### [What is expected]
Reproduce the closing part of the entries exactly: the line with "wrist in the photo above." and all lines after it, ending with the last line, and nothing else.

### [Source information]
================================

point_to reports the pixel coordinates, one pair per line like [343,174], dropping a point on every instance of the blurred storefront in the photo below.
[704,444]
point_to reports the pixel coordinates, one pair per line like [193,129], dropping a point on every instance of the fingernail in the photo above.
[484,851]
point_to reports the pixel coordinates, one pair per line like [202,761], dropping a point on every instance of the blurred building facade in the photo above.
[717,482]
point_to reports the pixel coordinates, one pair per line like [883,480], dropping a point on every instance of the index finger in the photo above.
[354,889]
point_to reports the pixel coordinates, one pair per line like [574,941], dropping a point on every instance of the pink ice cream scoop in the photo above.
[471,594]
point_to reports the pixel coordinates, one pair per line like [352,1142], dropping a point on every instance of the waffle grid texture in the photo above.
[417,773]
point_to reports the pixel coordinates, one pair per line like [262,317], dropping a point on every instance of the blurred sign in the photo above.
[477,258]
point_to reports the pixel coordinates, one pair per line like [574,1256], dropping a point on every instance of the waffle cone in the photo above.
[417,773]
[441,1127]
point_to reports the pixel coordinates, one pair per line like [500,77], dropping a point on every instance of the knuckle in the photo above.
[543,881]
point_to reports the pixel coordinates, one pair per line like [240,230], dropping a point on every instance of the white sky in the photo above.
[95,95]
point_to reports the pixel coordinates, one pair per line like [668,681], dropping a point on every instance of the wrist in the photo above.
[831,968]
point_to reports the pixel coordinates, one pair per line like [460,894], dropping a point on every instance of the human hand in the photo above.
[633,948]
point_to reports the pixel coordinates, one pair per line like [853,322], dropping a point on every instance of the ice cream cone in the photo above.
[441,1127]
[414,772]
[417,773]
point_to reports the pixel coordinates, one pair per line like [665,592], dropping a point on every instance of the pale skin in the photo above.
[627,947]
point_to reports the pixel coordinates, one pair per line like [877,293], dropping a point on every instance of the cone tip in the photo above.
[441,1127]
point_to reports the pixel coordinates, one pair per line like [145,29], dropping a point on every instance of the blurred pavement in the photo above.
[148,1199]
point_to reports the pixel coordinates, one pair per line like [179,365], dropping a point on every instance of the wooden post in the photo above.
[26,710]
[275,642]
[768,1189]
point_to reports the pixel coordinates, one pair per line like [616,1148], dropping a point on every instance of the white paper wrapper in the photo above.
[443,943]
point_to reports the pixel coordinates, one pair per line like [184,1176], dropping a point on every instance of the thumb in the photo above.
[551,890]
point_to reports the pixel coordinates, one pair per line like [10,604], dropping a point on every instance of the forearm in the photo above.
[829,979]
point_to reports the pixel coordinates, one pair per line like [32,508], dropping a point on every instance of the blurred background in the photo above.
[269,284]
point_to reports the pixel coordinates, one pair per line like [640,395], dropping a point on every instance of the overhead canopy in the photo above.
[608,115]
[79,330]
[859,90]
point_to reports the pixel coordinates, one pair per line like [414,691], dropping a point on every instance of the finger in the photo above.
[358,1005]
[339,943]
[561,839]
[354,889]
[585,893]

================================

### [Solution to the exercise]
point_to reports the pixel coordinates, one pair per line like [668,681], dropping a point on every instance of the wrist in the photo above.
[831,968]
point_to reports the pixel coordinates, one pair per line like [460,894], dropping a point on every instance of the human hand in the photo above.
[633,948]
point_to reports the pixel coordinates, one pair per line like [853,322], dropping a point on every instance of the ice cream cone in the photo above.
[441,1127]
[414,772]
[417,773]
point_to reports the pixel coordinates, one pair per line like [665,592], dropping a point on every instance of the pale skin in the photo above.
[627,947]
point_to reports the pixel coordinates, one pair per line like [877,293], dropping a point on every instance of the cone tip in the photo above.
[441,1127]
point_to reports the pixel coordinates, one pair per line like [145,29], dropping a point on every instance of the blurred pavement in the photo above.
[148,1199]
point_to reports the pixel coordinates, one pair per line like [179,365], dropping a point on every instance of the wooden post in the photo above.
[26,710]
[275,642]
[768,1189]
point_to reports the pixel coordinates, one pair per line like [616,1148], dropping a point on every instance of the white paper wrapper in the photo above.
[443,943]
point_to reports the pixel coordinates, one pair per line like [184,1176], dropping a point on every instance of the thumb in the photo above.
[551,890]
point_to reports the pixel coordinates, one pair per line like [10,604], dropping a point on every instance of the forearm in the photo above.
[829,979]
point_to reports the pixel coordinates, one pair per line like [32,508], dropping a point on every instance of the blurred background in the photo above.
[269,284]
point_to reports the pixel coordinates, one pair per line like [640,395], dropping a point on every instance of the overhead canopy in the photo above.
[608,115]
[79,330]
[859,90]
point_to reports the pixel coordinates, one pair per line like [414,691], dropping a point on every instance of the finger in the photo above.
[358,1005]
[339,943]
[561,839]
[354,889]
[585,893]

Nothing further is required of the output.